* _YOUR GOAL_
Set down the listing exactly as given, minus images.

* _DATA EXTRACT_
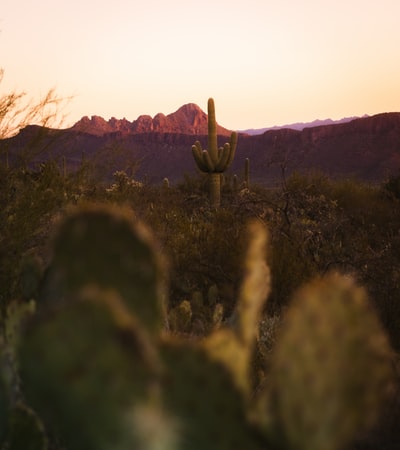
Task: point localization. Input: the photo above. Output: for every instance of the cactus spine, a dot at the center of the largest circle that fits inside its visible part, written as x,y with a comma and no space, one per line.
214,161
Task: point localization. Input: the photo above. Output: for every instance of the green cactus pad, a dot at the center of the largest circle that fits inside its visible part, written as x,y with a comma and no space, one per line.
330,368
25,430
85,366
105,247
203,397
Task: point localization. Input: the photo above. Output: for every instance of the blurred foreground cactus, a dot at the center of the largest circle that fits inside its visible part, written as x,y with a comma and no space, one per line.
102,372
330,371
214,161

* _ANSWER TO THE PROBLEM_
Task: point localization. Input: the photo above. Output: for every instance of the cactus spine, a dot at the center of the largest circle that fits inside its visible part, written as x,y with a comma and no space, one per line.
214,161
Task: point localization. Input: the photo above. Output: for every instance of the green cactus pad, a dot at the center of the largest circle that fits inside its visible part, written as x,y with a comma and no space, one per line.
330,368
25,430
85,366
105,247
203,397
Task: point localization. Input: the photo above. Output: for every instance of the blurred foreground cactus, a dot at the center of the largest circle that fits inside its visible part, written as x,y with a comma and no space, one per line.
102,372
330,371
214,161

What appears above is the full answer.